(Collected data entries)
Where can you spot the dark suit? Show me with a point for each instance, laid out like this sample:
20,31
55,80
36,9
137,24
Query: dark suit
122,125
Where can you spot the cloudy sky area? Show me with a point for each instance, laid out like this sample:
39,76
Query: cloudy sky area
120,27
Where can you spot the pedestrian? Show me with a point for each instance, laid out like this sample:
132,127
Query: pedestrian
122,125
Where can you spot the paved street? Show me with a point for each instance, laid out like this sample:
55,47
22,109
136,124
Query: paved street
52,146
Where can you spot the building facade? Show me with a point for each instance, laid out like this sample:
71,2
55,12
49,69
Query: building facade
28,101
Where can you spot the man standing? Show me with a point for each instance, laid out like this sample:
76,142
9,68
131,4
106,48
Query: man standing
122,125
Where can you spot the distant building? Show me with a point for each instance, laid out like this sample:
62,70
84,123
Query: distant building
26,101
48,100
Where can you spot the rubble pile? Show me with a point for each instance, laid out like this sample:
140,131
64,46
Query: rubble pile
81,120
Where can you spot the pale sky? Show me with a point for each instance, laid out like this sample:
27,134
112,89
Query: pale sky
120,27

*ASSIGNMENT*. Print from the line containing "Query: pedestrian" to the last line above, exactly as written.

*THE ANSWER*.
Query: pedestrian
122,125
Where can you spot the paved street? Show me with a point for each instance, laid out like this sample:
55,47
22,109
136,124
Query: paved street
52,146
Where can you spot the building facade? Show me with a point for each instance, laid out like this sample:
71,2
55,12
49,69
Query: building facade
28,101
Where can you spot the man standing? Show me with a point for each instance, laid out like this sample:
76,142
9,68
131,4
106,48
Query: man standing
122,125
Where can you spot the distant building? Show me with a point for each instance, laid out like this sample:
62,70
84,123
Query: distant building
26,101
48,100
Where can you spot the rubble pile? Show me with a point for each instance, laid out like this sample:
140,131
64,46
Query: rubble pile
81,120
Where can you spot the pale sky? Show me with a point for each instance, laid out like this sample:
27,134
112,89
Query: pale sky
120,27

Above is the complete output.